Repeat all of the records verbatim.

MATERIAL:
⁂

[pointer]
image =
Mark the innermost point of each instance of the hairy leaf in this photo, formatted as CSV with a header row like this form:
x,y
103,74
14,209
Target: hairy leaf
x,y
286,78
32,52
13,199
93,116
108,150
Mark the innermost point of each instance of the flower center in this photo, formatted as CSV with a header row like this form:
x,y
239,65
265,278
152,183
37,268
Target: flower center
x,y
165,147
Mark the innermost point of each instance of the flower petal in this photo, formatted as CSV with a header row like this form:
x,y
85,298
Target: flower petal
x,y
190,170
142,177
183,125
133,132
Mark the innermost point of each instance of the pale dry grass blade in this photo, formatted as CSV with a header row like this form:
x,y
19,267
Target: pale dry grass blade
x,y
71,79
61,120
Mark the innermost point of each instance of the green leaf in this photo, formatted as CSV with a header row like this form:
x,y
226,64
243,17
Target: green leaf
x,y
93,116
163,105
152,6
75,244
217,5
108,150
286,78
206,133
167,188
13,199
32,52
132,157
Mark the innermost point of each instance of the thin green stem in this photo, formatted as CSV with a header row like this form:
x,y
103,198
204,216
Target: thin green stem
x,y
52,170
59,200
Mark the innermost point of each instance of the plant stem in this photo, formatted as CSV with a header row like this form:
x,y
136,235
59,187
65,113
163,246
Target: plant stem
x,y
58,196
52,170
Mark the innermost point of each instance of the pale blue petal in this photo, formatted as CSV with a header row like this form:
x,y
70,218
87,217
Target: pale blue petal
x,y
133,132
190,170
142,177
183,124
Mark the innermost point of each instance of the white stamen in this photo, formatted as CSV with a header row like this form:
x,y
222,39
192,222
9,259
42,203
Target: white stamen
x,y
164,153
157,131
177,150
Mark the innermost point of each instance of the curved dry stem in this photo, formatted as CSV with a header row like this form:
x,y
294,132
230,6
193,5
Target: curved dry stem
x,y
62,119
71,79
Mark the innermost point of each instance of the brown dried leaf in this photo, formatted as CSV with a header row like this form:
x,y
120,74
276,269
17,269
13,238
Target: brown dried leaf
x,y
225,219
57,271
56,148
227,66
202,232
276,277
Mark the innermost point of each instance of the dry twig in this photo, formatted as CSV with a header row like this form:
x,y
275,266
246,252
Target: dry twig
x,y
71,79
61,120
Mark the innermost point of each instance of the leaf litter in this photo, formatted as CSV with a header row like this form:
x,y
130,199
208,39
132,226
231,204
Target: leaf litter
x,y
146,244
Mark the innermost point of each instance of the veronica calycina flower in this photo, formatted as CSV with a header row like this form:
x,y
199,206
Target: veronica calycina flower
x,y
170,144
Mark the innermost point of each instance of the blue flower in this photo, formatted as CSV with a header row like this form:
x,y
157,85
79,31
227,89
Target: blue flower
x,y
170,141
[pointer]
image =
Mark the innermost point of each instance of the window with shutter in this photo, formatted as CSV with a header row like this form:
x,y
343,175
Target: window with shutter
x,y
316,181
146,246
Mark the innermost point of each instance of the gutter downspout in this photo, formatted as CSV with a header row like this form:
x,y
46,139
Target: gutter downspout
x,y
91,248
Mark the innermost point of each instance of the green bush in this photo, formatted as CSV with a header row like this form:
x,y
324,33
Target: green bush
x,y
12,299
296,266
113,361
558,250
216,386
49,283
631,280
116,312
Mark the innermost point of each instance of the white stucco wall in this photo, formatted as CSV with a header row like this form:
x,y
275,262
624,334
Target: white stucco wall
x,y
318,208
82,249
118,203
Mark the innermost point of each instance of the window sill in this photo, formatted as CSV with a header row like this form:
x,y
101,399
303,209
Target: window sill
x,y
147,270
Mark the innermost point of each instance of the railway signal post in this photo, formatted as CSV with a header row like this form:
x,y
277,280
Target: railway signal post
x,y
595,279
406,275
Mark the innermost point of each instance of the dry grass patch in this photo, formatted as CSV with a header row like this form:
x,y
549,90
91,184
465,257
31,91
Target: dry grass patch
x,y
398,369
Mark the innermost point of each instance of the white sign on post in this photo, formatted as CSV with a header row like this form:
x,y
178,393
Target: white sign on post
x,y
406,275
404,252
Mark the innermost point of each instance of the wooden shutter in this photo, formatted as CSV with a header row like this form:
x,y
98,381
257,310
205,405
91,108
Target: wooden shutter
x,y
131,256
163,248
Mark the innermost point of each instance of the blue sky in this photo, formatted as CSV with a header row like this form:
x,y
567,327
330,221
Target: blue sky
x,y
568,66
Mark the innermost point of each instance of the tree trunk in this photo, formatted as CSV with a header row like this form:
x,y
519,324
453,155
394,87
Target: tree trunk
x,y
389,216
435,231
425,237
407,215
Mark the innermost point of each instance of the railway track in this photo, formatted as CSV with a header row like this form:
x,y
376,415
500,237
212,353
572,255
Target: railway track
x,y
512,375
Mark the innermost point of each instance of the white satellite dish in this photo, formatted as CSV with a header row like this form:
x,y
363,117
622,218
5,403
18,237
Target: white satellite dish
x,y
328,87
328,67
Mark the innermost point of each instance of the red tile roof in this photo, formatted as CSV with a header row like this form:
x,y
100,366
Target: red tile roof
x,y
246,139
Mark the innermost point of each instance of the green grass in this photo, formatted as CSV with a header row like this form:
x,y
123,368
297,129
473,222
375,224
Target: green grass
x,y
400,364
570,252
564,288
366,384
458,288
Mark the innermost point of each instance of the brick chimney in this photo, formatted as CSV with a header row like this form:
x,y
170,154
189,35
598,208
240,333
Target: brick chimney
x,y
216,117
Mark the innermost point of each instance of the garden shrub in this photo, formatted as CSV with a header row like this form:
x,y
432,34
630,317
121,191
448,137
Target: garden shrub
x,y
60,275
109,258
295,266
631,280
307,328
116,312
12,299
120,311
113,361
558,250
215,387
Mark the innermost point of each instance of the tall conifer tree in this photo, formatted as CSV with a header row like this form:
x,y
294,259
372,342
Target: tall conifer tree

⁂

SOLVED PROBLEM:
[pointer]
image =
Mark the innermost point of each instance of the hairy leaf in this photo, formatted as CSV with a header row like this form:
x,y
103,74
14,209
Target: hairy leaf
x,y
286,78
32,52
13,199
93,116
108,150
Mark the innermost point of each instance of the flower center in this photo, formatted as CSV with a header row like this form:
x,y
239,65
265,278
152,183
37,268
Target: flower center
x,y
165,147
Mark the innermost point of each instance of the flower petal in this photo, formatted as CSV with a header row like this form:
x,y
85,298
Target: flower petal
x,y
190,170
142,177
183,125
133,132
Mark the innermost point of each instance of the pale dry grass blade in this photo, formatted as CSV with a header row like this form:
x,y
19,267
Target: pale dry grass blade
x,y
71,79
61,120
Mark the innermost point of each instance of the green leaf in this photo, formatted as CSV with a header row like this form:
x,y
226,64
243,17
Target: green leaf
x,y
93,116
163,105
152,6
75,244
217,5
108,150
286,78
206,133
167,188
13,199
32,52
132,157
Mark the innermost point of each instance of the thin green stem in this photo, formatted as CSV with a header row like this form:
x,y
103,198
204,216
Target: thin green stem
x,y
52,170
59,200
Mark the innermost point of each instance of the plant stem in this photo, formatted as CSV with a header row like this form:
x,y
136,235
59,187
65,113
163,246
Target: plant stem
x,y
58,196
52,170
Mark the innermost point of each instance of the pale blue petal in this photo, formatted as CSV with a header row like this form:
x,y
70,218
87,217
Target: pale blue petal
x,y
133,132
190,170
142,177
183,124
Mark the innermost point of each instance of the white stamen in this photo, formatted as CSV with a header row like this form:
x,y
222,39
192,222
9,259
42,203
Target: white stamen
x,y
164,153
157,131
177,150
Mark the innermost point of each instance of the curved dry stem in this photo, formatted as CSV with a header row like this form:
x,y
294,132
230,6
193,5
Target: curved dry stem
x,y
62,119
71,79
Mark the innermost point of each instance of the brown dried leaf in this photo, formatted as CSV with a header row like this form:
x,y
120,74
276,269
17,269
13,238
Target: brown dried leaf
x,y
225,219
57,271
56,148
227,66
202,232
276,277
Mark the innermost point of each instance of the dry twig in this photo, formatted as CSV with a header row like this form:
x,y
275,266
246,252
Target: dry twig
x,y
71,79
61,120
Mark the innermost point of each instance of the leaf litter in this photo, formatted as CSV with a header row like this form:
x,y
130,199
208,39
132,226
231,204
Target: leaf litter
x,y
146,244
Mark the innermost point of each instance of the veronica calycina flower in this photo, formatted as CSV with a header row like this form:
x,y
199,206
Target: veronica calycina flower
x,y
170,144
Mark the innermost point of each instance of the blue flower in this photo, formatted as CSV with a header row like this form:
x,y
157,85
79,31
227,89
Target: blue flower
x,y
170,141
[pointer]
image =
Mark the innermost point of each instance of the window with shutter in this photo, formatted as CSV with a header row like this form:
x,y
343,175
Target: window with shutter
x,y
316,181
146,246
Mark the innermost point of each instance of the gutter downspout in this photo, formatted as CSV with a header row like this form:
x,y
46,139
Target: gutter downspout
x,y
91,248
Mark the innermost point of each instance of the green bush in this photo, formatted as CSV with a header row like this form:
x,y
324,33
Target: green bush
x,y
12,299
296,266
113,361
558,250
216,386
49,283
631,280
116,312
Mark the innermost point of each instance of the white stucco wall in this photo, formatted as CSV with a header row like this form:
x,y
275,262
624,334
Target: white stucco wall
x,y
318,208
82,249
118,203
Mark the innermost point of each instance of the window sill in this photo, formatted as CSV with a header row like this form:
x,y
101,399
303,209
Target: window sill
x,y
147,270
Mark the innermost point of each instance of the railway signal post in this photo, formatted as CSV with a header row like this form:
x,y
277,280
Target: railway signal post
x,y
595,279
406,275
Mark the innermost point of each instance of the dry grass patch in this photo, formatted as CSV with a header row like this form:
x,y
549,90
91,184
465,257
31,91
Target: dry grass patch
x,y
398,369
Mark the innermost point of each instance of the white sign on post in this photo, formatted as CSV with a header row like this form:
x,y
178,393
Target: white sign on post
x,y
406,275
404,252
Mark the innermost point of each instance of the wooden shutter in this photo, formatted as CSV with a header row like this form:
x,y
98,381
257,310
205,405
91,108
Target: wooden shutter
x,y
131,256
163,248
Mark the innermost point of each instance of the blue sky in this photo, formatted as CSV with a header row like this form:
x,y
567,327
330,221
Target: blue sky
x,y
568,66
Mark the innermost point of each instance of the tree trunk in this photo, formatted as CSV with a header row like this form:
x,y
519,324
453,155
394,87
Target: tree trunk
x,y
389,216
435,231
425,237
407,215
Mark the innermost point of each instance of the railway track in this photo, formatted as CSV with a header row like this form:
x,y
376,415
500,237
212,353
572,255
Target: railway track
x,y
512,375
Mark the innermost point of each instance of the white satellite dish in this photo, formatted as CSV with a header row like this form:
x,y
363,117
622,218
5,403
18,237
Target: white satellite dish
x,y
328,87
328,67
Mark the innermost point of each instance of the red tile roof in this photo, formatted as CSV with a header row like this form:
x,y
100,366
Target: red tile roof
x,y
246,139
Mark the innermost point of each instance of the green grass in this photo, formatted as CSV with a header row like this form:
x,y
123,368
297,129
473,222
375,224
Target: green grass
x,y
400,364
570,252
564,288
366,384
458,288
Mark the innermost point of each instance of the brick chimney in this photo, formatted as CSV with a header row like this form:
x,y
170,154
189,35
598,208
240,333
Target: brick chimney
x,y
216,117
Mark the innermost point of each instance of the garden shrub in this photo, formatted as CSV with a header row like this form:
x,y
432,34
630,317
121,191
448,137
Target: garden shrub
x,y
60,275
109,258
295,266
631,280
307,328
116,312
12,299
120,311
113,361
558,250
215,387
Mark the innermost point of each instance of the tall conifer tree in this photo, formatted as CSV with a header row like this form:
x,y
294,259
372,342
Target: tall conifer tree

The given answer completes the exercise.